** OBJECTIVE **
Scale the listing from its first line through the line that contains "[(133, 309), (185, 158), (337, 234)]", and reproduce those lines with the requests unchanged. Multiply every coordinate in the answers by 2.2 and round to whole numbers, halves up.

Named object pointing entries
* * *

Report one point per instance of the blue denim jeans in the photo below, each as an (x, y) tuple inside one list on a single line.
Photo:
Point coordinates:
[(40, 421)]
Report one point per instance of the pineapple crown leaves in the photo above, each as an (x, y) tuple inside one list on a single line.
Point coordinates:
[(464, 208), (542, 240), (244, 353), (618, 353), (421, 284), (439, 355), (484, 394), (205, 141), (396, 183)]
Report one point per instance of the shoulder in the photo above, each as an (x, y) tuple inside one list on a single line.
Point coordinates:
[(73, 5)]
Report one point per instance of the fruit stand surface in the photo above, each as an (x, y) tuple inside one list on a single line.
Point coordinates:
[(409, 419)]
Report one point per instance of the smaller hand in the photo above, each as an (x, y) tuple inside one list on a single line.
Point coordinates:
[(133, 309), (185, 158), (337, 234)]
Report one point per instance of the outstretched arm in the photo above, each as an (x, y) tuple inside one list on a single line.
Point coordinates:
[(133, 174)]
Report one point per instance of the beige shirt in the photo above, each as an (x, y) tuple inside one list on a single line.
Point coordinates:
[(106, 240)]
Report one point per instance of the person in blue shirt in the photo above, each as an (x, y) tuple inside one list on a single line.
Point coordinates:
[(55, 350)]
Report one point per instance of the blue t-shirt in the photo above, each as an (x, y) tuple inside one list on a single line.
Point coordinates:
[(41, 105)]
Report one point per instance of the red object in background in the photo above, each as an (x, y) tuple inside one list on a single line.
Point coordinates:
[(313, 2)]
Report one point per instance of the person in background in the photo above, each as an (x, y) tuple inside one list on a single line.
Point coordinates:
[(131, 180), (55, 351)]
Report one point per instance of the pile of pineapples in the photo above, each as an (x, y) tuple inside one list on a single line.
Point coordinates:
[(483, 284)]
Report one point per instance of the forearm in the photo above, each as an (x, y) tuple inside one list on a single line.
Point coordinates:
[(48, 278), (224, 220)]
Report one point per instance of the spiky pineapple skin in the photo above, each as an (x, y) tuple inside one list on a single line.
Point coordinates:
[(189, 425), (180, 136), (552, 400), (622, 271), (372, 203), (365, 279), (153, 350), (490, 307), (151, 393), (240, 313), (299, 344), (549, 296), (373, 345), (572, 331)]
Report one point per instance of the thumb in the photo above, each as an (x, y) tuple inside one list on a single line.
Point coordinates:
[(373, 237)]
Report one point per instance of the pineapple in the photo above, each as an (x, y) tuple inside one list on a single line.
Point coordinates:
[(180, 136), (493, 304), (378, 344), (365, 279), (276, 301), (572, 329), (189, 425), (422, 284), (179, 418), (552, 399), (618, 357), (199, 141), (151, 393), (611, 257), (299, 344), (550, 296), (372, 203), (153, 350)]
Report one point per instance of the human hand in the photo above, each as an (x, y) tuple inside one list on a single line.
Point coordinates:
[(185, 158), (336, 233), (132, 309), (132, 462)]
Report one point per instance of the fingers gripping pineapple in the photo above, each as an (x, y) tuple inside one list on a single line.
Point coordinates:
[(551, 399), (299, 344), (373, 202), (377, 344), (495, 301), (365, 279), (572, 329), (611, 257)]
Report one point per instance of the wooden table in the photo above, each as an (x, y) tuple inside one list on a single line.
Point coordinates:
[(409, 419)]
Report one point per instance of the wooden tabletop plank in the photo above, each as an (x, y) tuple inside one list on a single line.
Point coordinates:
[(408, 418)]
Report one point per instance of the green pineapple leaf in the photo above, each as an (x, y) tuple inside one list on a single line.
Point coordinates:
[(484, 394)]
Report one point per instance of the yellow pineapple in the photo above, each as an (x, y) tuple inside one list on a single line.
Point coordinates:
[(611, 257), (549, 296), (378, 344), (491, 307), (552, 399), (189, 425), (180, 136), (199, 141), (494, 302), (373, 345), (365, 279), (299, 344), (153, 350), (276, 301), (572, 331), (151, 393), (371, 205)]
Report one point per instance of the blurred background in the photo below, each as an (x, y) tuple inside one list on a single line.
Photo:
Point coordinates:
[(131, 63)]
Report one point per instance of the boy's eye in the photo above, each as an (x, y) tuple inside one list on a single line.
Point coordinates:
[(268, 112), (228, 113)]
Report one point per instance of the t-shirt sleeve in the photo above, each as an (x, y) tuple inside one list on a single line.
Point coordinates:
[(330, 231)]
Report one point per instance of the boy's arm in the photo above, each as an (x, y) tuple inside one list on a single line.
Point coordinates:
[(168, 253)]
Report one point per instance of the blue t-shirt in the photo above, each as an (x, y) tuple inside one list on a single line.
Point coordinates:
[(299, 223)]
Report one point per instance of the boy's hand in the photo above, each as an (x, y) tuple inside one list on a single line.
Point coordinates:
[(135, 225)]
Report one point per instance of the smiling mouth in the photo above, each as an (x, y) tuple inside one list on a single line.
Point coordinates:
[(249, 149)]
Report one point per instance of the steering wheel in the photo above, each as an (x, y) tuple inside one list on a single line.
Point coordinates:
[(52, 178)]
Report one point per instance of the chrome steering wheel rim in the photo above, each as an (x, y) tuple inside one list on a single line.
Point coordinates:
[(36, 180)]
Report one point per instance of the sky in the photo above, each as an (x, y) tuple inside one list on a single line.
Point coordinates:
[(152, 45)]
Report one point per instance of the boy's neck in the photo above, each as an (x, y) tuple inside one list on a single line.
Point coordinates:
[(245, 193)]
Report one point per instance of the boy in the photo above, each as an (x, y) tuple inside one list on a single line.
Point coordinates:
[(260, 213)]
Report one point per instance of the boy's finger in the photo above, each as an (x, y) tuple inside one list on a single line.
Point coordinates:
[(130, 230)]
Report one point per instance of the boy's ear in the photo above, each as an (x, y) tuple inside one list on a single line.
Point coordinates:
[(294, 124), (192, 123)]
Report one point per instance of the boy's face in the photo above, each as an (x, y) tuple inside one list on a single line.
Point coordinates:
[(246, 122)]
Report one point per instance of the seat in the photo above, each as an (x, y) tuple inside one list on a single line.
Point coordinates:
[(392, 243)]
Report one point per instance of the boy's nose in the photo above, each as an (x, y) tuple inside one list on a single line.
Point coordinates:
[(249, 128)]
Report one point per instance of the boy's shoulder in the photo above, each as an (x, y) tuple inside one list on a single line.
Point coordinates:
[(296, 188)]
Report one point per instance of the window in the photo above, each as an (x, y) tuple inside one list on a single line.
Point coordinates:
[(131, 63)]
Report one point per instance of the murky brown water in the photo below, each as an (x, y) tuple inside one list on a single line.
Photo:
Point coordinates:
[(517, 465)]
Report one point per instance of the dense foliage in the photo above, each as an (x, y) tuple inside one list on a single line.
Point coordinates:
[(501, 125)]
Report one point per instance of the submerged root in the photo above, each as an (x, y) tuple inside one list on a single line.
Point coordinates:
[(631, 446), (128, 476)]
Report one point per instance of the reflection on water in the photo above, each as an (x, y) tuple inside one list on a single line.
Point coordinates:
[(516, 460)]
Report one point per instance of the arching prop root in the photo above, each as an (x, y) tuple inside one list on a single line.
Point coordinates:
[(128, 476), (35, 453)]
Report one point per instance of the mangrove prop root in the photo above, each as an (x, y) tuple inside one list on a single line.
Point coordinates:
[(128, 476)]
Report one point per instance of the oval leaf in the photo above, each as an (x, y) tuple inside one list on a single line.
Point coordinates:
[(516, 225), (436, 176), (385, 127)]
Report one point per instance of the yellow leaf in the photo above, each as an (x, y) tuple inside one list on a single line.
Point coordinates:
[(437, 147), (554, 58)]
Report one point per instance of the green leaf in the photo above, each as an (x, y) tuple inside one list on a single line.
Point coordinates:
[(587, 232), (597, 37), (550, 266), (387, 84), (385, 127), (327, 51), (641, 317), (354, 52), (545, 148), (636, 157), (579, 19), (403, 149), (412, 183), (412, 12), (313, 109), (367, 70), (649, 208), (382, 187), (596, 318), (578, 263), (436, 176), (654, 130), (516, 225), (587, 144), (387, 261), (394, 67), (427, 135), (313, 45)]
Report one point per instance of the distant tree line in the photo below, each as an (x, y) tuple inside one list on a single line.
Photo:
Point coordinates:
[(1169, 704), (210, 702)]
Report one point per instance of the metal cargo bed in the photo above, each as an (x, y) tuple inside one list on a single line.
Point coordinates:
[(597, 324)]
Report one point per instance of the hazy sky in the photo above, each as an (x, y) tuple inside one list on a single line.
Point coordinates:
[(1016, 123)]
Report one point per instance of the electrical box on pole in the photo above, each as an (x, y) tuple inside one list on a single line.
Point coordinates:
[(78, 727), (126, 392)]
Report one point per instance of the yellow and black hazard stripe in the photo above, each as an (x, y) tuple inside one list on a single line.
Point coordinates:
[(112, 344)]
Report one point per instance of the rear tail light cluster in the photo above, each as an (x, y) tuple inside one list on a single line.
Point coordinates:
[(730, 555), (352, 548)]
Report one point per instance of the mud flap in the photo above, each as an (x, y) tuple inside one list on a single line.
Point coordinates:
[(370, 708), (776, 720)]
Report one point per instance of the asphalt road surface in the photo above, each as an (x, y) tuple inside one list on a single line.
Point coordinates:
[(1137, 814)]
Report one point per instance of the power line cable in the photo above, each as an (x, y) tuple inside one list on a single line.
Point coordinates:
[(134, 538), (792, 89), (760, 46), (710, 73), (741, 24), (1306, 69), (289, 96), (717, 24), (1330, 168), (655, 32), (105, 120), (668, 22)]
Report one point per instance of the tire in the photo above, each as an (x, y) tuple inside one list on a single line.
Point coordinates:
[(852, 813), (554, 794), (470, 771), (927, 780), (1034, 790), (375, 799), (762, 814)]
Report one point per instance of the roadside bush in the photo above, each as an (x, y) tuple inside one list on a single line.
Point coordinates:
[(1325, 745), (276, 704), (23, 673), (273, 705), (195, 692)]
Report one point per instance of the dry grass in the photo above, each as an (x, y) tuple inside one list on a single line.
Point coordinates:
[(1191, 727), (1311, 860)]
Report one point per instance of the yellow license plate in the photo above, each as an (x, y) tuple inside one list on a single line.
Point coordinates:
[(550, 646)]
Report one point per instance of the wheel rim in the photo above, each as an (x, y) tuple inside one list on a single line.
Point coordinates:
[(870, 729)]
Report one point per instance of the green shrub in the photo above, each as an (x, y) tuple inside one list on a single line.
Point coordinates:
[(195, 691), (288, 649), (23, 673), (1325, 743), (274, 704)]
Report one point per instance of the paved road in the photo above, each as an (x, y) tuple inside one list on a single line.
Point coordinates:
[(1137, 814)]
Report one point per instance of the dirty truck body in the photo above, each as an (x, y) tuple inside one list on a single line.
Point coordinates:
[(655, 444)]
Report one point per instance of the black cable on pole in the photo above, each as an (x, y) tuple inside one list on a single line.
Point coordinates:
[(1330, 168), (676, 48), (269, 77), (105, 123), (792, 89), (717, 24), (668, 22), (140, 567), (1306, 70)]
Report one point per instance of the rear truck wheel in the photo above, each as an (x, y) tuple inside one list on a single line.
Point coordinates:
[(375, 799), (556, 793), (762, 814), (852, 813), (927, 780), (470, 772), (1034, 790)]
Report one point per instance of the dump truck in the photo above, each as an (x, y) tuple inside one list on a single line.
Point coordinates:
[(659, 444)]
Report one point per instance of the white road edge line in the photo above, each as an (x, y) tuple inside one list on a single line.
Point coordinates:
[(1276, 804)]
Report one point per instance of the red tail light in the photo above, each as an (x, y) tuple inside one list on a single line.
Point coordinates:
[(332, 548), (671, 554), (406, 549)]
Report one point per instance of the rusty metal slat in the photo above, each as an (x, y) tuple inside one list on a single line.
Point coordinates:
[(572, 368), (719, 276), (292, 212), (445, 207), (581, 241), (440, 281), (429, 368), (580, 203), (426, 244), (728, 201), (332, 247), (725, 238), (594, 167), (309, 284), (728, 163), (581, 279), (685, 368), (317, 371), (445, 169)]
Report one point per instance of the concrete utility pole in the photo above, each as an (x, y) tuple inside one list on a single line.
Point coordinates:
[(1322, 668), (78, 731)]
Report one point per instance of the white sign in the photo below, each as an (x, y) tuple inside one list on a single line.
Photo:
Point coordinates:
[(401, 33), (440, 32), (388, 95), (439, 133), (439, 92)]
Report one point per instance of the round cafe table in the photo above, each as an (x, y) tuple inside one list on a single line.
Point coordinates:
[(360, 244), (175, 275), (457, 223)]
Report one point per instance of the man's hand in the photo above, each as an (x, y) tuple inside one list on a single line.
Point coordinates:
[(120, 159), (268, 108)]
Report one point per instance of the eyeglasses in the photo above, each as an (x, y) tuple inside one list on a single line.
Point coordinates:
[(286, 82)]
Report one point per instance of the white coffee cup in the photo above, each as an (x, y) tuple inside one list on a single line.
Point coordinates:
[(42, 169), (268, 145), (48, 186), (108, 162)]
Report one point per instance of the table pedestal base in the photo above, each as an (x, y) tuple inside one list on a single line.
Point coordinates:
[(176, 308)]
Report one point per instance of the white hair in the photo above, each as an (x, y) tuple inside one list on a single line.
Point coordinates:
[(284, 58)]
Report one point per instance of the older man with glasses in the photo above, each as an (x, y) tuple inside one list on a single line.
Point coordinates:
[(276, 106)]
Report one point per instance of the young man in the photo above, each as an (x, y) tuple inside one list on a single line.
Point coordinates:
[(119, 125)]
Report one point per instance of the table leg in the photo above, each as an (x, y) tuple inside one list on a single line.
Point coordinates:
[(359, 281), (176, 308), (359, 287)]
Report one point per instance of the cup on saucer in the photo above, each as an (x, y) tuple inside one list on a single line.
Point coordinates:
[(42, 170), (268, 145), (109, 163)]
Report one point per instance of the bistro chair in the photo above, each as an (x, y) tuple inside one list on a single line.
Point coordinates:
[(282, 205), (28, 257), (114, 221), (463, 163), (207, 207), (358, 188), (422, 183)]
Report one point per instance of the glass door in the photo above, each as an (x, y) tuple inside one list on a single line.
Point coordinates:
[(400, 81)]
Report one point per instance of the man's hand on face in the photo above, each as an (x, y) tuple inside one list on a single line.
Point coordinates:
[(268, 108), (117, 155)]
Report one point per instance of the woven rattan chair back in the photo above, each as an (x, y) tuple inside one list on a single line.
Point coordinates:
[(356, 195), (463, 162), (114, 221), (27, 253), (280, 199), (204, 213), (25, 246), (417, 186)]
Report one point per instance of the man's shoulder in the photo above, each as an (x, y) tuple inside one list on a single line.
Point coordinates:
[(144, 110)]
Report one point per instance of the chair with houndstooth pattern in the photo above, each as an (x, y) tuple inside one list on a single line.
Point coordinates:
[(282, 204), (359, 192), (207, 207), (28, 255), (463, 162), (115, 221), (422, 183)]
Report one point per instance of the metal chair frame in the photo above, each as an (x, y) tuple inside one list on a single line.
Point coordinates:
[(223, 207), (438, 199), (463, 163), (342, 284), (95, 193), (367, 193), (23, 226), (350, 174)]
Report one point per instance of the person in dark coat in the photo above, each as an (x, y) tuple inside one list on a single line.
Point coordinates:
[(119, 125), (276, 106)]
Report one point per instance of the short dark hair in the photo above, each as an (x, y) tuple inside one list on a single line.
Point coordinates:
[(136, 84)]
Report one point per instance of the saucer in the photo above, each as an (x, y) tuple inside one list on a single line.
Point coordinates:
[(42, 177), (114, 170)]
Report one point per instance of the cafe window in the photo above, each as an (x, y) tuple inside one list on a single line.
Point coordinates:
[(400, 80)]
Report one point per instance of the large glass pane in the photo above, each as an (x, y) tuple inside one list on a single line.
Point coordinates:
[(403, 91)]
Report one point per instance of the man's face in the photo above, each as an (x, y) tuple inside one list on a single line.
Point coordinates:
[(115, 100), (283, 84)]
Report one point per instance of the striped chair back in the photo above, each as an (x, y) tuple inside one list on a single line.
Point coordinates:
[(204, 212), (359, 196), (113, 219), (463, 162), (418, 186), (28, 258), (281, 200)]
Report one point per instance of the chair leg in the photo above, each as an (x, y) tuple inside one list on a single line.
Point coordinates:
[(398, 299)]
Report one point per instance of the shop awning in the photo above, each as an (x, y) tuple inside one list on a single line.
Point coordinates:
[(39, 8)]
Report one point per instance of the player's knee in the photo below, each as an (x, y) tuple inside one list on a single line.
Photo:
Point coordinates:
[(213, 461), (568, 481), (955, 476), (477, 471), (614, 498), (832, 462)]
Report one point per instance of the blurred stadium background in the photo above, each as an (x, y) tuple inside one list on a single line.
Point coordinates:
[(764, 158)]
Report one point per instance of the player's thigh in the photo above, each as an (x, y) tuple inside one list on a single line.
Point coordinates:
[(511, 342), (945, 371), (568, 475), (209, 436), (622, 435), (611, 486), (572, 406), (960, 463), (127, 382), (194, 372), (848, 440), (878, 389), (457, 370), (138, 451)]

* * *

** WRITTEN SOLUTION **
Report one point per instance of the blue denim jeans in the photo below, each as an (x, y) tuple inside one list on a single line.
Photo:
Point coordinates:
[(88, 926)]
Report one point per instance of the pineapple crown leaves in the photo above, each as an (x, y) tuple inside one list on a single line.
Point coordinates:
[(1021, 458), (1192, 528), (537, 777), (1360, 777), (926, 625), (966, 781), (1065, 867), (451, 310), (871, 403)]
Report one point per instance of the shoulder in the photo above, each as an (x, y) tuple inside one list on a single line.
Point coordinates:
[(161, 11)]
Report one point per instance of the fruit stand surface in the photo above, each as an (x, y) tuple inside one list on a single line.
Point coordinates:
[(900, 922)]
Report one point per instance of the smaller hand in the photo above, each as an (x, y) tuple inside one list on a single line.
Point coordinates:
[(293, 680), (407, 348), (741, 515)]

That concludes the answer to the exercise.